*CONSIGNES*
A - Traduisez en anglais la phrase suivante du texte source : « Vers l’an 900, les Sarrasins pillèrent et incendièrent la ville. »
B - D’après le texte source, à quelle déesse était dédié le sanctuaire sur l’emplacement duquel la première église de Manosque fut bâtie ?

*TEXTE SOURCE*
'''

Manosque, Notre-Dame-de-Romigier
Manosque, historique
On sait, d’après les vestiges retrouvés en centre-ville près de l’église de Notre-Dame-de-Romigier, que le site de Manosque fut occupé dès le Néolithique (IIIe millénaire avant notre ère) et que cette occupation fut poursuivie de façon continue jusqu’à l’époque romaine (des fouilles archéologiques ont mis à jour les vestiges d’un premier centre urbain du IIIe siècle dans ce secteur), et le haut Moyen-âge.
D’autres habitats castraux étaient établis sur les hauteurs des cinq collines avoisinantes, comme les castrums du Mont d’Or, de Toutes Aures, de Montaigut, Saint-Pierre et Saint-Maxime. Vers l’an 900, les Sarrasins pillèrent et incendièrent la ville. Les habitants revinrent peu à peu s’installer et Manosque en se développant se dota de remparts ouverts par des portes posées aux quatre points cardinaux. Deux ont survécu au temps.
L’église Notre-Dame-du-Romigier
C'est vraisemblablement au cinquième siècle que la première église de Manosque fut construite et dédiée à Notre-Dame. Cette église primitive fut bâtie sur l’emplacement d’un ancien sanctuaire dédié à Cybèle, déesse de Phrygie dont le nom signifie la caverne. C’est la personnification des forces naturelles, la Magna Mater, la Grande-Déesse, mère des Dieux, l’initiatrice adoptée par la suite par les Grecs puis les Romains.
Les anciens mystères phrygiens comprenaient un rituel d’initiation où un taureau était sacrifié. Pour de nombreux historiens, la Vierge Marie aurait hérité de ses symboles et de ses fonctions. De cette époque furent retrouvés, concentrés autour de l’église, des éléments qui témoignent d’une vie communautaire déjà organisée (céramique fine estampée grise des Ve et VIe siècles, des sculptures du VIIIe).

'''

*MATÉRIEL FOURNI*
'''

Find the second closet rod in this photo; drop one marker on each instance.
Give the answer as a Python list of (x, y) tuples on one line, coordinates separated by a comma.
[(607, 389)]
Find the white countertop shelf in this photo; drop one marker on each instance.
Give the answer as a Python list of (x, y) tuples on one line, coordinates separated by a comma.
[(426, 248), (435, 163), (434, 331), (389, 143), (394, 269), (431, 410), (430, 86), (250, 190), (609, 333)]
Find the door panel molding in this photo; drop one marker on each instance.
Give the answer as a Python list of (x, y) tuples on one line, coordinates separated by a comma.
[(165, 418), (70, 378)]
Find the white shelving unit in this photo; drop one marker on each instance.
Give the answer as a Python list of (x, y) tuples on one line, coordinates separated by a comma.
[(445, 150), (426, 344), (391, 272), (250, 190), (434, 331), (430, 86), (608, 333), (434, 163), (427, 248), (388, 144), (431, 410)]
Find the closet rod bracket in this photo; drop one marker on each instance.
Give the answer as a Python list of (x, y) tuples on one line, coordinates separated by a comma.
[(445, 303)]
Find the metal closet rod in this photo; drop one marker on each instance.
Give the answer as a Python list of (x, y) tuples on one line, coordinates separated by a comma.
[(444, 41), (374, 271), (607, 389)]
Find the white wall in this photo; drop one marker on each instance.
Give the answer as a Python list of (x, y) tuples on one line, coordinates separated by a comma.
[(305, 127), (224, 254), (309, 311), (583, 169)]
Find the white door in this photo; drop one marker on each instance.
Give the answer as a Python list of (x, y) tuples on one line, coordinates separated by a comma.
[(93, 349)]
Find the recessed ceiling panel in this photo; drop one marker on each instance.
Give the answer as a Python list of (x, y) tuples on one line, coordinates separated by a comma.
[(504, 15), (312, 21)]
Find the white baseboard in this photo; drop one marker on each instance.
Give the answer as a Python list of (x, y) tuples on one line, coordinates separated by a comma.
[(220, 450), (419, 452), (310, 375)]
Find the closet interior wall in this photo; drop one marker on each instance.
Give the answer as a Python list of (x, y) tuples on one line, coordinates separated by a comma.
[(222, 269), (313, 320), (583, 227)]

'''

*RÉPONSES ATTENDUES*
A - Around the year 900, the Saracens plundered and burned the town.

B - À Cybèle, déesse de Phrygie.